● YOUR TASK:
The reply should hold every record, copied exactly.

● Dataset entries:
|---|
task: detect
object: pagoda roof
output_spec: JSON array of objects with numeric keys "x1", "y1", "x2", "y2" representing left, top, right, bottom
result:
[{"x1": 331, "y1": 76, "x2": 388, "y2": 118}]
|---|
● RESULT OF THE EXERCISE:
task: detect
object: pagoda roof
output_spec: JSON array of objects with numeric keys "x1", "y1", "x2", "y2" representing left, top, right, bottom
result:
[{"x1": 331, "y1": 76, "x2": 388, "y2": 118}]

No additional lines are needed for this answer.